● **INSTRUCTION 1**:
Answer the following from the passage on enterprise data security:
(a) What loss from cyber-crime and scams did the Australian Competition and Consumer Commission report for 2010?
(b) What was the average organisation cost per breach in the 2010 Ponemon Institute study?
(c) Which security frameworks and industry standards does the described approach leverage?
● **INSTRUCTION 2**:
Extend the passage on enterprise data security, starting right after its final sentence.

--- EXTRACT PROVIDED ---

Costs of data loss and theft can be in the millions, covering direct business losses, loss of intellectual property and business intelligence, audit and regulatory fines, compliance remediation costs and significantly — the loss of customer trust, reputation and brand equity.

The Australian Competition and Consumer Commission reported a loss of around $63 million from cyber-crime and scams in 2010. Ponemon institute reported in a 2010 study that 19 Australian companies lost between 3,200 and 65,000 individual records from data breach incidents, with an average organisation cost per breach of $2 million. Not only the amounts involved, but also the fact that products and services nowadays are data, suggest that data security is not technology issue. The data security is a core business issue.

Many of our clients recognise the value of spending money on data security up-front rather than dealing with the fallout caused by security breaches, such as significant financial loss or impact on reputation through the media. Our approach to security is enterprise security architecture, a business-outcome-focused and risk-driven approach to securing business capabilities, data assets, applications and platforms. It is an architectural approach, which allows one to establish traceability from business drivers and business objectives through products and services to data, applications and platforms. It allows one to select controls in a risk-driven manner, build secure architectures supporting the business outcomes and transform a traditional security organisation into an effective and efficient business and risk-driven security organisation. Our clients understand that business-outcome-focused and risk-driven architectural approach to enterprise security allows them not only to address the breaches but also leverage business opportunities and facilitate ROI estimations for security. Most importantly, our approach leverages existing security frameworks and industry standards, such as TOGAF, COBIT 5, ISO/IEC 27001/2, ITIL v3 Security Service Management. The use of proven best practices and standards gives confidence to our clients, but also reduces costs of regulatory remediation.

--- DATA SECTION ---

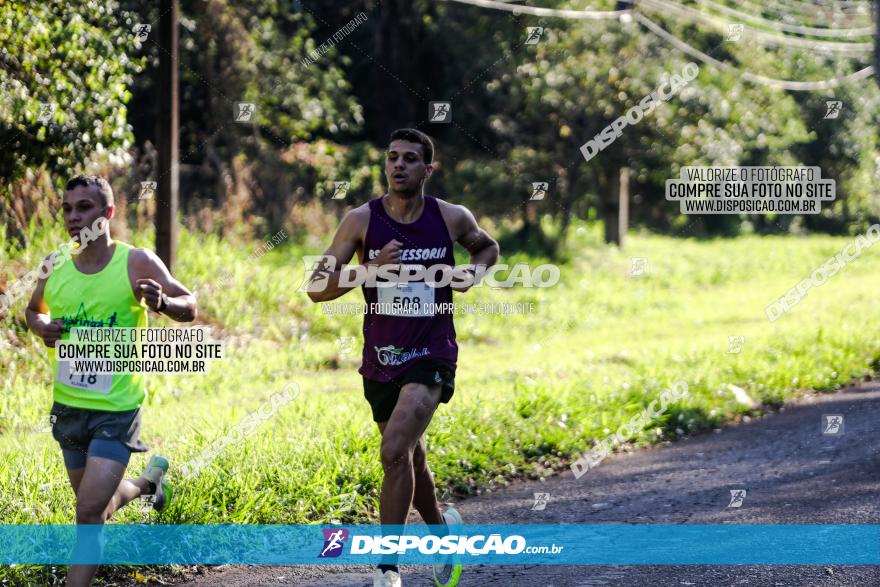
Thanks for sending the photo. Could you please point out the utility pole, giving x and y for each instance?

---

● **EXERCISE OUTPUT 1**:
(a) Around $63 million.
(b) $2 million.
(c) TOGAF, COBIT 5, ISO/IEC 27001/2, and ITIL v3 Security Service Management.

● **EXERCISE OUTPUT 2**:
Below are the top five concerns that we address in client engagements:

1. Lack of an over-arching enterprise security architecture framework. There is a consensus that enterprise security architecture is a methodology for addressing security concerns at every and each architecture domain (business, data, application and technology) and layer of abstraction (contextual, conceptual, logical, physical and implementation). However, the practical experience shows that the existing enterprise architecture and security architecture frameworks are not quite there yet.

2. A need to transform the security organisation. Information security has been traditionally dealt at the information security management, operational security and solution design level, resulting in lack of alignment with both business and IT and operational imbalance. Our approach to resolving this issue is what we call “architecting a security organisation”. We define the security capabilities starting at the governance level through architecture and planning to build, delivery and monitoring. We position the security capabilities as a subset of the business reference model to give understanding of how they fit within the organisational units, business functions and processes.

3. Enterprise-wide regulatory and internal compliance. The increasing number and scope of regulatory requirements can affect the products and service delivery. At Enterprise Architects, we use enterprise architecture to resolve conflicts between business objectives, internal compliance requirements and regulatory and legislative requirements. Gaining clarity around what these are, what are their conflicts and how are they affecting the core business capabilities facilitates business decision making.

4. A need for business-outcome-focused and risk-driven security reference architectures. In our enterprise security architecture framework, risk and business objectives are the key drivers for the selection of security controls. As this is a top-down approach, it ensures that all policies and controls are identified and owned.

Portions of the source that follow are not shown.